Europe’s €80B public money bet on VC and scaleups faces structural growth barriers


The European Investment Fund is raising a €15 billion fund of funds called ETCI 2 that aims to unlock up to €80 billion in scaleup funding across Europe. Germany’s WIN initiative is targeting €12 billion by 2030. France’s Tibi programme has pledged €7 billion in private capital and labelled 92 VC and growth funds with a combined €22 billion in assets. The European Commission’s Scaleup Europe Fund is deploying €5 billion, with a fund manager expected to be selected this month. Add in the European Innovation Council’s €10 billion budget running through 2027, and the total public and publicly mobilised capital flowing into European venture and growth investing now exceeds anything the continent has attempted before.

The question is whether the money will solve the problem it is designed to address, or whether it will create new ones.

EXERCISE SET:
1. Reproduce the passage on Europe's public venture funding word for word, starting with "The European Investment" and going on through "has attempted before.".
2. In the passage on Europe's public venture funding, what amount is Germany's WIN initiative targeting by 2030?
The listing was drawn from a separate source, unrelated to the passage on Europe's public venture funding.

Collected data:
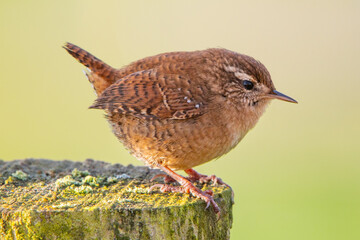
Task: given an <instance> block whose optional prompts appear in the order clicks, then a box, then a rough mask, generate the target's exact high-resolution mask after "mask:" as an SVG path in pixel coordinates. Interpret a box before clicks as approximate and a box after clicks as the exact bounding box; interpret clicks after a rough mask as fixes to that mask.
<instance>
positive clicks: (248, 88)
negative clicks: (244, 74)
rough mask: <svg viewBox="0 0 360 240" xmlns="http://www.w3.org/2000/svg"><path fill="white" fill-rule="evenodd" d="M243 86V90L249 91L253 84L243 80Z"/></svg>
mask: <svg viewBox="0 0 360 240" xmlns="http://www.w3.org/2000/svg"><path fill="white" fill-rule="evenodd" d="M243 86H244V88H245V89H246V90H251V89H253V87H254V84H253V83H252V82H251V81H249V80H244V81H243Z"/></svg>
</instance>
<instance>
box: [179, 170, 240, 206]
mask: <svg viewBox="0 0 360 240" xmlns="http://www.w3.org/2000/svg"><path fill="white" fill-rule="evenodd" d="M185 172H186V173H187V174H188V175H189V177H187V179H189V180H190V181H191V182H196V181H199V182H200V183H208V182H210V181H212V182H213V185H217V184H219V185H224V186H226V187H228V188H230V190H231V200H232V202H234V191H233V190H232V188H231V187H230V186H229V185H228V184H226V183H225V182H224V181H223V180H221V178H218V177H216V176H215V175H210V176H207V175H204V174H200V173H198V172H197V171H195V170H194V169H192V168H189V169H186V170H185Z"/></svg>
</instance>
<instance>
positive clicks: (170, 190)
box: [149, 165, 220, 218]
mask: <svg viewBox="0 0 360 240" xmlns="http://www.w3.org/2000/svg"><path fill="white" fill-rule="evenodd" d="M157 167H159V168H160V169H161V170H163V171H164V172H165V173H167V174H168V175H169V176H170V177H171V178H173V179H175V180H176V181H177V182H178V183H180V185H181V186H178V187H176V186H169V185H165V184H155V185H154V186H152V187H151V188H150V189H149V191H152V190H153V189H154V188H156V187H159V188H160V191H162V192H182V193H191V195H193V196H194V197H197V198H200V199H202V200H204V201H205V202H206V203H207V205H206V208H208V207H209V206H210V204H211V205H212V207H213V209H214V211H215V213H216V214H217V215H218V218H219V216H220V208H219V206H218V205H217V204H216V202H215V201H214V199H213V197H212V196H211V194H210V192H203V191H201V190H200V189H198V188H197V187H195V186H194V185H193V184H192V183H191V182H190V181H189V180H188V179H186V178H184V177H182V176H180V175H179V174H177V173H175V172H174V171H172V170H171V169H170V168H168V167H166V166H161V165H158V166H157Z"/></svg>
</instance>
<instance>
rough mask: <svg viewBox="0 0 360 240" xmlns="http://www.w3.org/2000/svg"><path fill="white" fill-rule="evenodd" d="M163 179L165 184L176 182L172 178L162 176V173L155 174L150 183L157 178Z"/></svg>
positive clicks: (162, 174)
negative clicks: (166, 183)
mask: <svg viewBox="0 0 360 240" xmlns="http://www.w3.org/2000/svg"><path fill="white" fill-rule="evenodd" d="M160 177H163V178H164V182H165V183H171V182H176V181H175V180H174V179H173V178H172V177H170V176H169V175H167V174H163V173H159V174H156V175H155V176H154V177H153V178H152V179H150V182H152V181H154V180H155V179H157V178H160Z"/></svg>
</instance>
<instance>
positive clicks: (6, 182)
mask: <svg viewBox="0 0 360 240" xmlns="http://www.w3.org/2000/svg"><path fill="white" fill-rule="evenodd" d="M13 182H15V178H14V177H12V176H10V177H8V178H7V179H6V180H5V184H11V183H13Z"/></svg>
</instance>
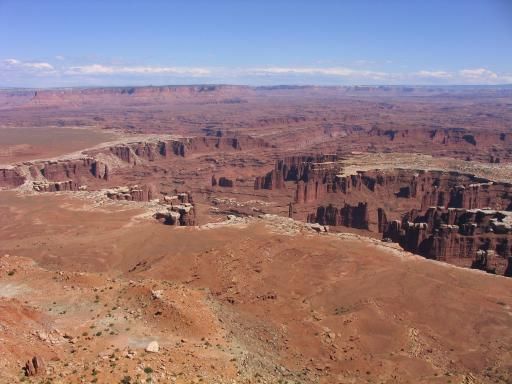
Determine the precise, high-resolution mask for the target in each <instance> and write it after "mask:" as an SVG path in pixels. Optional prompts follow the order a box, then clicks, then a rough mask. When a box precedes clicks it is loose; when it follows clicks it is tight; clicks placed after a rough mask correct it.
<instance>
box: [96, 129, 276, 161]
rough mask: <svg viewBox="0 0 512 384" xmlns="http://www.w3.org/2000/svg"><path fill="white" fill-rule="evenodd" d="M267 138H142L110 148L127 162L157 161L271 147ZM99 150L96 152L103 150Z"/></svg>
mask: <svg viewBox="0 0 512 384" xmlns="http://www.w3.org/2000/svg"><path fill="white" fill-rule="evenodd" d="M269 146H270V145H269V144H268V143H267V142H266V141H264V140H263V139H259V138H253V137H251V136H247V135H241V136H236V137H213V136H200V137H191V138H180V139H171V140H155V141H139V142H132V143H123V144H117V145H113V146H111V147H109V148H108V151H109V152H110V153H111V154H113V155H115V156H117V157H118V158H119V159H121V160H122V161H124V162H127V163H130V164H133V165H136V164H137V163H138V162H139V161H140V160H144V161H157V160H163V159H166V158H169V157H186V156H188V155H190V154H195V153H208V152H211V151H240V150H244V149H253V148H267V147H269ZM100 152H103V150H97V151H94V152H91V153H92V154H94V153H100Z"/></svg>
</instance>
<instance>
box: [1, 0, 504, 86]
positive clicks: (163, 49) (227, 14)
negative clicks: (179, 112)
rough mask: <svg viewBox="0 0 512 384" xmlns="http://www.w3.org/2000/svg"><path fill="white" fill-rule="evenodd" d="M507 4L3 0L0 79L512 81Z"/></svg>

YOUR WRITTEN ANSWERS:
1.
The European Investment Fund is raising a €15 billion fund of funds called ETCI 2 that aims to unlock up to €80 billion in scaleup funding across Europe. Germany’s WIN initiative is targeting €12 billion by 2030. France’s Tibi programme has pledged €7 billion in private capital and labelled 92 VC and growth funds with a combined €22 billion in assets. The European Commission’s Scaleup Europe Fund is deploying €5 billion, with a fund manager expected to be selected this month. Add in the European Innovation Council’s €10 billion budget running through 2027, and the total public and publicly mobilised capital flowing into European venture and growth investing now exceeds anything the continent has attempted before.

2. €12 billion